## Given text
──────────────────────────────

We produce this news digest every weekday. You canto receive these updates as an email newsletter each morning.
Breaking –> CNN is reporting that “Rep. Steve Scalise, a congressional staffer and members of the congressional police force were shot Wednesday morning in Alexandria, Virginia, in what sources are calling an apparent ‘deliberate attack.'” The shooting took place during a baseball practice attended by a number of Republican members. A suspect is in custody. Stay tuned to the link above for further details.
Emoluments –> 196 congressional Democrats are filing a lawsuit against Donald Trump today, alleging that he’s in violation of the Foreign Emoluments Clause of the constitution, which requires that POTUS get permission from Congress before receiving any gift or profit from foreign entities. They’re asking the courts to order Trump to comply with the law. The case probably isn’t difficult to argue on the merits but it’s unclear whether the lawmakers, who are in the minority, have standing to bring the suit. The Washington Post’s Tom Hamburger and Karen Tumulty have more details.

──────────────────────────────

## Records for this exercise

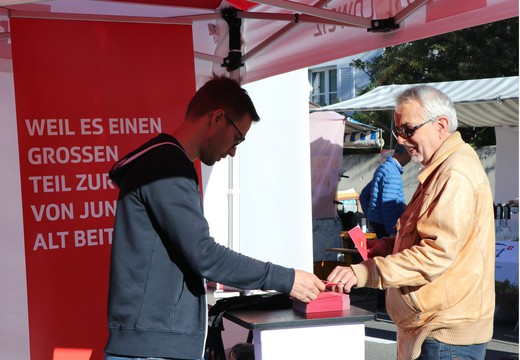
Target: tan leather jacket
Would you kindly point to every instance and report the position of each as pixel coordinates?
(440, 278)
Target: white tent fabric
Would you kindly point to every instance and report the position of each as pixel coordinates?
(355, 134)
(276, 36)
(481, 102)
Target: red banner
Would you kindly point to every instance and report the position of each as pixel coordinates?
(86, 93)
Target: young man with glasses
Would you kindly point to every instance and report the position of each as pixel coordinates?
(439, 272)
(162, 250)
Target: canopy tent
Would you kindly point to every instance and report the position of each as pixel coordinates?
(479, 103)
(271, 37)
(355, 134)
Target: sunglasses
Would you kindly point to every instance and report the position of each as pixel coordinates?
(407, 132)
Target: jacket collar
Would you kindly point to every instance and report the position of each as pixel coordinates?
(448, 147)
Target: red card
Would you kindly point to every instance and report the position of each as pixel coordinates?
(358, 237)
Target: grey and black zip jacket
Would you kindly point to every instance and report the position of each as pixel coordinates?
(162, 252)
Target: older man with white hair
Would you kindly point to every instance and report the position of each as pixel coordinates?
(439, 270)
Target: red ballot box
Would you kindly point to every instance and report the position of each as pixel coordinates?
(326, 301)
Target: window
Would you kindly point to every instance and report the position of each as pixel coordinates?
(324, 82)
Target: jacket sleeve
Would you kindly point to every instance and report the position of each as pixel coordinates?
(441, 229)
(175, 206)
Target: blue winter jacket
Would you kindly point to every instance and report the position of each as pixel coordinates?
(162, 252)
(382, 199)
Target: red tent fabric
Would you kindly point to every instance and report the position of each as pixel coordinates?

──────────────────────────────

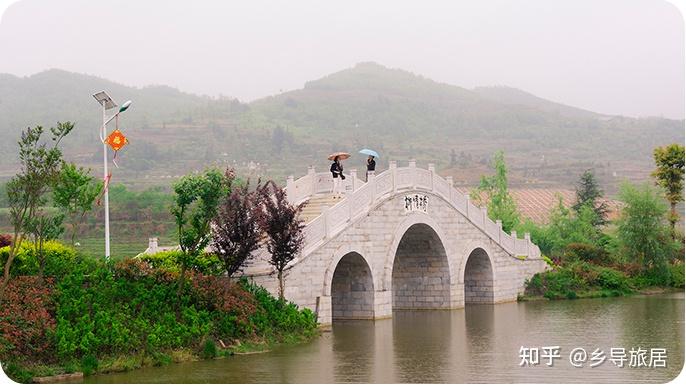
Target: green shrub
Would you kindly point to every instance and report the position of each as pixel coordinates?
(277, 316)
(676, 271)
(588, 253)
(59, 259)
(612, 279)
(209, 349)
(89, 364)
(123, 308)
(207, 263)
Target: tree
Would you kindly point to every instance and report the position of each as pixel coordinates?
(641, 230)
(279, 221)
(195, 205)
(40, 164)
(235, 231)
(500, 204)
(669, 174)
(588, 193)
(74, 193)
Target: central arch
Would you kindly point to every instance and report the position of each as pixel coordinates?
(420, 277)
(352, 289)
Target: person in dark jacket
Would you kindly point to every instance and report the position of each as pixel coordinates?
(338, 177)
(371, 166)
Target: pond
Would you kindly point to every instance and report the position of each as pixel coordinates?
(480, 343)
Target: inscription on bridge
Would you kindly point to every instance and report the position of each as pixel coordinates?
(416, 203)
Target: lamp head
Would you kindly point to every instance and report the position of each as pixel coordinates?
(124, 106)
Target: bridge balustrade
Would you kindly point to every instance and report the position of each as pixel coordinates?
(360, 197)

──────────────────────────────

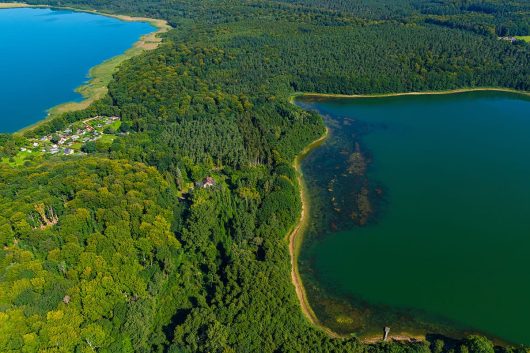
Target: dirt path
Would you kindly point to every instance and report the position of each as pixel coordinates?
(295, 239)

──────────────────────────────

## Direction 1
Identify every line of the rows that contains the string "jacket", and copy each such line. Matching is case-sensitive.
## Direction 2
Write the next part of the news digest, picking up right after its final sentence.

## Exercise answer 1
Target: tan leather jacket
Target: jacket collar
Target: grey and black zip jacket
Target: jacket sleeve
Target: blue winter jacket
Target: person in dark jacket

## Exercise answer 2
The Democrats say they would welcome any Republican who wants to join the action, but none have signed on. University of Minnesota legal scholar Richard Painter, who served as George W. Bush’s top ethics attorney, weighed in on Twitter…
Emolumentum is Latin for profit or benefit. This is about payoffs from foreign governments which is not a partisan issue
— Richard W. Painter (@RWPUSA) June 14, 2017
Bad for GOP that congressional Rs are not doing anything about emoluments while 30 Dem senators and over 160 congressmen filed suit today
— Richard W. Painter (@RWPUSA) June 14, 2017
Meanwhile, an investigation by USA Today’s Nick Penzenstadler, Steve Reilly and John Kelly found that, “since President Trump won the Republican nomination, the majority of his companies’ real estate sales are to secretive shell companies that obscure the buyers’ identities.” They note that “the clear post-nomination shift since last year to more shell-company purchases is unique to sales by Trump’s companies.” And because the president refused to divest, “profits from sales of those properties flow through a trust run by Trump’s sons” and “the president is the sole beneficiary of the trust and can withdraw cash any time.” This, they write, represents “an extraordinary and unprecedented potential for people, corporations or foreign interests to try to influence a president.”
Red alert –> Politico’s Jennifer Haberkorn and Burgess Everett report that “Senate Democrats are preparing an all-out war to try to save the Affordable Care Act” but have “limited tools at their disposal.” That’s especially true given the GOP’s apparent strategy of not releasing a bill until the last possible moment.
I asked a conservative Senate aide if their office has seen any text of McConnell’s mostly-drafted health care bill yet: pic.twitter.com/stPAINeEEl
— Haley Byrd (@byrdinator) June 12, 2017
Political scientist Scott Lemieux, calling the AHCA a “political and humanitarian crisis,” writes for the Los Angeles Times that “there is no recent precedent for anything like this closed process for such a major bill.” He adds that “Democrats cannot act as if it’s business as usual in the Senate. Republicans want to move quickly because time and transparency are their enemy; Democrats need to slow everything down to draw attention to both the bill and the process behind it.”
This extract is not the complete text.